***** Document text *****

Indigenous peoples concerned with bio-colonialism say they have ethical concerns about National Geographic's Genographic Project, which will study indigenous DNA to map human migratory history.
Launched in April and scheduled to span five years, the Genographic Project will be carried out by scholars in 10 regional centers around the world, lead by the National Geographic Society in partnership with IBM and the Waitt Family Foundation, which will provide technical and financial support.
The researchers intend to gather 100,000 DNA samples from indigenous peoples around the world, and also sell DNA swab kits to anyone else who wants to learn about their genetic origins. Part of the proceeds from the sale of the kits will go toward the Genographic Legacy Fund to support indigenous education and development programs.
According to Spencer Wells, a population geneticist and the director of the project, the genetic data collected by the project, combined with archeological, linguistic, and historical evidence, will allow scientists to gain deeper insights into human origins, diversity, and migration routes around the world.
But some indigenous people say that the project falls short of ensuring that the benefits of the research to its participants outweigh the risks. "They cannot come up with any tangible benefits for the indigenous community," said Debra Harry, executive director of the Indigenous Peoples Council on Biocolonialism (IPCB), in a phone interview. "Promoting diversity and protecting indigenous peoples [as the project claims to do] could be done without taking our DNA."

*****

# The problem:
Decide whether each statement below agrees with the Genographic Project article, answering yes or no and quoting the words from the article that settle it. 1. The project is planned to run for five years. 2. The researchers aim to collect 10,000 DNA samples from indigenous peoples. 3. All proceeds from the sale of DNA swab kits will go to the Genographic Legacy Fund. The data that comes next is separate material, not connected to this text.

***** Dataset excerpt *****

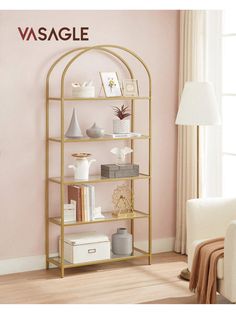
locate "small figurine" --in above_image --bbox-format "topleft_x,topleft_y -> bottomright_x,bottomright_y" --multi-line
110,146 -> 133,164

*****

# Task answer:
1. Yes: "scheduled to span five years"
2. No: "gather 100,000 DNA samples from indigenous peoples around the world"
3. No: "Part of the proceeds from the sale of the kits will go toward the Genographic Legacy Fund"